Exercise:
Return the exact lines spanning from the line with "the green shirt" through the last line of the entries, boundaries included, and no others.

Data excerpts:
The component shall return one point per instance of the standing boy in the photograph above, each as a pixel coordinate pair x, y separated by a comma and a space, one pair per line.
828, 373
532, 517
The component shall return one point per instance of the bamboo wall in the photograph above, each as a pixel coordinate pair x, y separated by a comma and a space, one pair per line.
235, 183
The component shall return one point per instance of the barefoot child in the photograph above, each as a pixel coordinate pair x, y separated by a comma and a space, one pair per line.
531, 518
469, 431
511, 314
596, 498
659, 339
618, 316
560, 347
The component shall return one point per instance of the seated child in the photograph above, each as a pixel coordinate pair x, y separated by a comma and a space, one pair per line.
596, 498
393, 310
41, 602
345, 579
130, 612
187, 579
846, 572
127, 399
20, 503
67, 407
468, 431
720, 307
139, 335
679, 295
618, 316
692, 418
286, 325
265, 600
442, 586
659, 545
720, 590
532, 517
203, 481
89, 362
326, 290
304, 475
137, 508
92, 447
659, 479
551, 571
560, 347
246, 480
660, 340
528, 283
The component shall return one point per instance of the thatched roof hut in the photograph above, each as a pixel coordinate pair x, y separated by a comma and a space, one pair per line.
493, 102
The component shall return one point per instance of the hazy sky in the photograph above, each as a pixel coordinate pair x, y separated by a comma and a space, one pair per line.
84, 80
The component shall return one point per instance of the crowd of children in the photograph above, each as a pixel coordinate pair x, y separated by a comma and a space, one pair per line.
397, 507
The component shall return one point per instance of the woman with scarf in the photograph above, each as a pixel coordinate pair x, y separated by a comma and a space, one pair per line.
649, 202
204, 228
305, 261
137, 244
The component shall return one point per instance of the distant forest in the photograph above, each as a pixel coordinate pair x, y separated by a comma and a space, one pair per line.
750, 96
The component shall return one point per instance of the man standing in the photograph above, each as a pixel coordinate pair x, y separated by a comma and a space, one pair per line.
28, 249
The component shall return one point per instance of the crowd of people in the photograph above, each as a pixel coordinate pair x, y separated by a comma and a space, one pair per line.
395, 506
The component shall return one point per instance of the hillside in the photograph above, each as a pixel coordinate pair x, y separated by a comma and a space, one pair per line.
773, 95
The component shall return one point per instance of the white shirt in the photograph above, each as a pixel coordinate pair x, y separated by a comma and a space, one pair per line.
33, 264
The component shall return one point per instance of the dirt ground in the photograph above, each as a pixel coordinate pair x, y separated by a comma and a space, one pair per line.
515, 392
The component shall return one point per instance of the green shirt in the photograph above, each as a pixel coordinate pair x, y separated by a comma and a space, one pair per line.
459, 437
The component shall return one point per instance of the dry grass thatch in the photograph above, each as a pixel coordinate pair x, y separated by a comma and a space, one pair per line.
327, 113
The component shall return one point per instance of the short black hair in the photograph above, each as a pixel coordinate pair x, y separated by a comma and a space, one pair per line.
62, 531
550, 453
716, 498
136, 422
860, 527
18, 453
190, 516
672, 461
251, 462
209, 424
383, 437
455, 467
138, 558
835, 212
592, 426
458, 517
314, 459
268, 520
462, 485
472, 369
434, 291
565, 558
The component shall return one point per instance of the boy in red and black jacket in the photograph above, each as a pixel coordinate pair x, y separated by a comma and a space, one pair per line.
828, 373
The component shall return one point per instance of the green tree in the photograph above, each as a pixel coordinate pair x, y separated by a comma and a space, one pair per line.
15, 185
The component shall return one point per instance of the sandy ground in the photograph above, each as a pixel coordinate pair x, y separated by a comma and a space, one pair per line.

In response:
The component shall return one point per instance of the green shirt in the photograph above, each as a pixel coordinate pair x, y separated by a comma and a space, one pair per line.
459, 437
The component shall return one point per instance of the dry grass thatch in the photograph above, each as a pixel coordinate pair x, y separated by a comma and a space, one pair per line.
327, 113
The component shall return one point per instance of the short black hair in the photograph above, each as a pixel coordinate pair x, y separated by a comma and a space, one pair per line.
62, 531
550, 453
716, 498
136, 422
860, 527
18, 453
190, 516
672, 461
251, 462
209, 424
383, 437
455, 467
138, 558
835, 212
592, 426
458, 517
314, 459
268, 520
462, 485
472, 369
434, 291
565, 558
The component shall return one point per instance of the boy in red and black jacket in the photograph above, each as a pixel coordinate pair x, y separated by a comma and a space, one pair per line.
828, 373
The component shall return one point per instance of the green tree in the photograph above, each as a pixel coordinate pair x, y separated by a comma and a space, one pair per line.
15, 185
The component shall return one point per instance of the sandy ground in the photograph above, each as a pixel coordinate pair x, y separated by a comma and a space, one pair per line.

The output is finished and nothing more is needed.